→ **What the task asks**
Could the records below please be retyped exactly, with their pictures left out?

→ **Data supplied**
⟨

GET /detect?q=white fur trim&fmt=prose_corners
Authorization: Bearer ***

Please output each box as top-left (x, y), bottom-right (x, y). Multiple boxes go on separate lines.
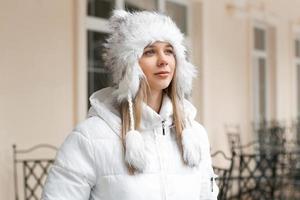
top-left (181, 128), bottom-right (202, 167)
top-left (125, 130), bottom-right (147, 172)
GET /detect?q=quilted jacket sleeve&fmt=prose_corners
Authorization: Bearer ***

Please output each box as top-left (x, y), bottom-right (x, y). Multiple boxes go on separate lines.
top-left (42, 131), bottom-right (96, 200)
top-left (198, 124), bottom-right (219, 200)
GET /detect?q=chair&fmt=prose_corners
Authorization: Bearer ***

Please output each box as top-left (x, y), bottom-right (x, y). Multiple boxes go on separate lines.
top-left (13, 144), bottom-right (57, 200)
top-left (253, 119), bottom-right (286, 155)
top-left (225, 124), bottom-right (242, 155)
top-left (212, 150), bottom-right (235, 200)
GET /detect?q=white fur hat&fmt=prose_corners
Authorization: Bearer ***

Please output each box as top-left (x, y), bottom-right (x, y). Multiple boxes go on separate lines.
top-left (103, 10), bottom-right (196, 102)
top-left (103, 10), bottom-right (200, 172)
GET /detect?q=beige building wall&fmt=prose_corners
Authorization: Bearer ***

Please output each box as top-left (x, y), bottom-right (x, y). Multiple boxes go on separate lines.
top-left (1, 0), bottom-right (300, 199)
top-left (196, 0), bottom-right (251, 154)
top-left (0, 0), bottom-right (75, 199)
top-left (190, 0), bottom-right (300, 158)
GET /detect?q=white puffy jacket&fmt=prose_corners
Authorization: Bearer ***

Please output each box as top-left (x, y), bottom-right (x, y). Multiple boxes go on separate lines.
top-left (42, 87), bottom-right (219, 200)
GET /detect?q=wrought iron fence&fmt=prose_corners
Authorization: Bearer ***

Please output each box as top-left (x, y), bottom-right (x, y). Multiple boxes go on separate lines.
top-left (213, 120), bottom-right (300, 200)
top-left (213, 146), bottom-right (300, 200)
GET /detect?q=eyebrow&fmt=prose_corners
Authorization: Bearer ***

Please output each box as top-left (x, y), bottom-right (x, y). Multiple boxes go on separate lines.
top-left (145, 44), bottom-right (173, 49)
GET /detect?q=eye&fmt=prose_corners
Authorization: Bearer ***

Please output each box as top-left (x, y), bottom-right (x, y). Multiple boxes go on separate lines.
top-left (165, 49), bottom-right (174, 55)
top-left (143, 49), bottom-right (155, 56)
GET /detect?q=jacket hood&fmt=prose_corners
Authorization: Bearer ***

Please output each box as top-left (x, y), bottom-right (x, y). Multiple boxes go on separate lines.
top-left (87, 87), bottom-right (197, 137)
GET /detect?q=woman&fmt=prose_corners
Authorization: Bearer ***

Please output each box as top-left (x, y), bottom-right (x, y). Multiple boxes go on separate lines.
top-left (42, 10), bottom-right (219, 200)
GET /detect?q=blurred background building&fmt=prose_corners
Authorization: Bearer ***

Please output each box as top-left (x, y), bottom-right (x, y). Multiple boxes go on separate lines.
top-left (1, 0), bottom-right (300, 199)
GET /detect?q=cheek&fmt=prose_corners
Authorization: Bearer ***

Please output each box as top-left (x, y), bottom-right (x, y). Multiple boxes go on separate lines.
top-left (170, 58), bottom-right (176, 75)
top-left (169, 55), bottom-right (176, 67)
top-left (139, 60), bottom-right (152, 78)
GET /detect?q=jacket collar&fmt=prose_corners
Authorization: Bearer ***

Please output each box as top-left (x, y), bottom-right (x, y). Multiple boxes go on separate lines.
top-left (88, 87), bottom-right (196, 137)
top-left (139, 92), bottom-right (173, 131)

⟩

→ **Task result**
GET /detect?q=white fur trim&fmt=prose_corners
Authorization: Bearer ***

Please output each box as top-left (x, y), bottom-right (x, y). Multiple boxes go on separate lines.
top-left (181, 128), bottom-right (202, 167)
top-left (125, 130), bottom-right (147, 172)
GET /detect?q=quilted jacket sleeve&fmt=prose_corners
Authorization: Bearer ***

Please output each box as top-left (x, y), bottom-right (x, y). Multiple boxes go on separate lines.
top-left (42, 131), bottom-right (96, 200)
top-left (198, 124), bottom-right (219, 200)
GET /detect?q=chair&fmt=prose_corners
Authorization: Bearer ***

Please output each box as top-left (x, y), bottom-right (x, y). Multiple boxes go on separate lines.
top-left (13, 144), bottom-right (57, 200)
top-left (253, 119), bottom-right (286, 155)
top-left (225, 124), bottom-right (242, 155)
top-left (212, 150), bottom-right (235, 200)
GET /detect?q=white fur hat&fmt=prose_corners
Authorization: Bearer ***

Please output each box as top-left (x, y), bottom-right (x, y). Multiple boxes go on separate lines.
top-left (103, 10), bottom-right (196, 102)
top-left (103, 10), bottom-right (200, 172)
GET /detect?q=beige building wall&fmt=prose_corners
Authorization: Bearer ***

Please output each box as top-left (x, y), bottom-right (x, y). Multiple boxes go on separate lines.
top-left (1, 0), bottom-right (300, 199)
top-left (196, 0), bottom-right (251, 154)
top-left (0, 0), bottom-right (75, 199)
top-left (190, 0), bottom-right (300, 158)
GET /detect?q=white puffy jacket&fmt=prose_corners
Authorization: Bearer ***

Please output each box as top-left (x, y), bottom-right (x, y). Multiple boxes go on separate lines.
top-left (42, 87), bottom-right (219, 200)
GET /detect?q=wrought iron fence&fmt=prose_corners
Authorization: Bearer ***

Please output each box as top-left (x, y), bottom-right (x, y). Multiple boxes go on separate lines.
top-left (213, 120), bottom-right (300, 200)
top-left (213, 146), bottom-right (300, 200)
GET /detect?q=eyebrow&fmt=prose_corners
Authorization: Bearer ***

Please output each box as top-left (x, y), bottom-right (x, y). Multiple boxes go on separate lines.
top-left (145, 44), bottom-right (173, 49)
GET /detect?q=eye&fmt=prose_corners
Authorization: Bearer ***

Please output each box as top-left (x, y), bottom-right (x, y). Multiple boxes go on separate lines.
top-left (165, 49), bottom-right (174, 55)
top-left (143, 49), bottom-right (155, 56)
GET /detect?q=jacket hood&fmt=prose_corners
Authorization: Bearer ***

Please output each box as top-left (x, y), bottom-right (x, y). Multiple boxes go on separate lines.
top-left (87, 87), bottom-right (197, 137)
GET /detect?q=woman&fmt=prose_corners
Authorization: Bearer ***

Please output each box as top-left (x, y), bottom-right (x, y). Multiple boxes go on separate lines.
top-left (42, 10), bottom-right (219, 200)
GET /detect?q=blurred background building&fmt=prose_corners
Authorization: Bearer ***

Please output each box as top-left (x, y), bottom-right (x, y). Multiple boxes go on separate lines.
top-left (1, 0), bottom-right (300, 199)
GET /detect?q=cheek&fmt=prose_corners
Authorization: Bearer ***

Please output each box as top-left (x, y), bottom-right (x, y). Multiple boxes go on separate lines.
top-left (170, 58), bottom-right (176, 75)
top-left (169, 55), bottom-right (176, 67)
top-left (139, 60), bottom-right (152, 78)
GET /detect?q=jacket collar&fmt=prose_corners
Authorization: Bearer ***

Please output each box as top-left (x, y), bottom-right (x, y). Multiple boxes go on separate lines.
top-left (88, 87), bottom-right (196, 137)
top-left (139, 92), bottom-right (173, 131)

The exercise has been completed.